- _Exercise task_
Select every line in the entries that contains the word "each" and copy it out.

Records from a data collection
------------------------------------------------------------------------

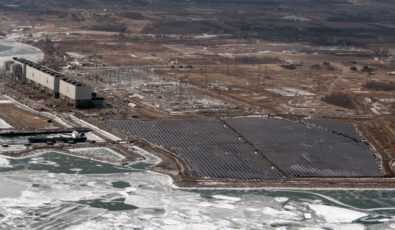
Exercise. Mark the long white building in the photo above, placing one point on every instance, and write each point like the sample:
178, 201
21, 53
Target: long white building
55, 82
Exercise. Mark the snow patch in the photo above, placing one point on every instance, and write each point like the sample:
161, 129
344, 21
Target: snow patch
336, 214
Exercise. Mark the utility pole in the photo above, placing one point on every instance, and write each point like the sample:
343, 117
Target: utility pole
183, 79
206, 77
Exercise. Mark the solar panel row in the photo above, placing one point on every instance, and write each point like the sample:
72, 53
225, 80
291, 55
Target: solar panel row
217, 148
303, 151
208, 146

------------------------------------------------------------------------

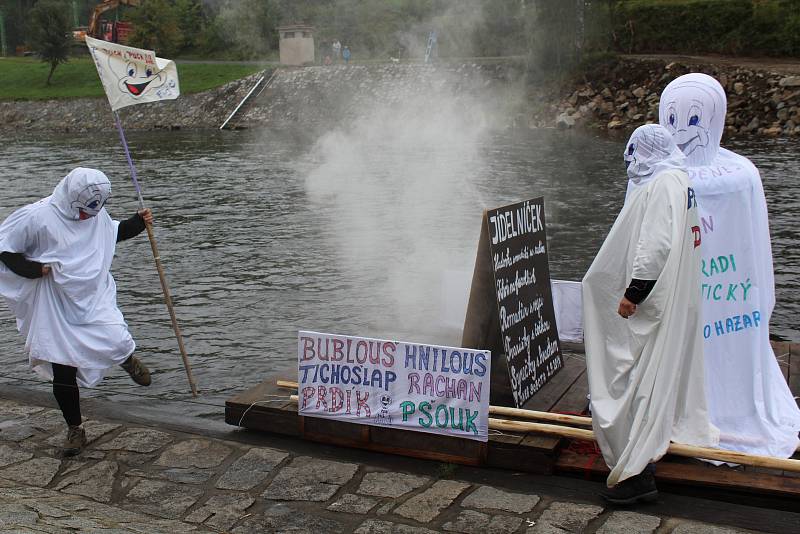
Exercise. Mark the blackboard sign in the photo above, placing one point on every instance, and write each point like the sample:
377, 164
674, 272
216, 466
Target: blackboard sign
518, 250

------------------------------------------------------------------------

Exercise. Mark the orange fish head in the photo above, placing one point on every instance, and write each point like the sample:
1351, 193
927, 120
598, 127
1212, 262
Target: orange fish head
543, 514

------------------------------------------------------------------------

- _The result_
Exercise. Mark the long white building in the photo above, placing one point on every instance, and write each point like the sample:
Exercise. Mark the snow patch in the photo above, placing one point on every instance, and write each point like the sample:
Exercise. Mark the utility pole in the photo above, placing one point on every instance, and write each point like the sample:
Exercise. Mark the solar panel row in the photo above, placing one point on every instance, and write each point like the sample:
Exercise. Mark the blackboard sign in the photo above, placing one point on every instance, and write each point like the sample:
Exercise. Mark the orange fish head in the photo above, placing one point on every instance, and write each point like the sample:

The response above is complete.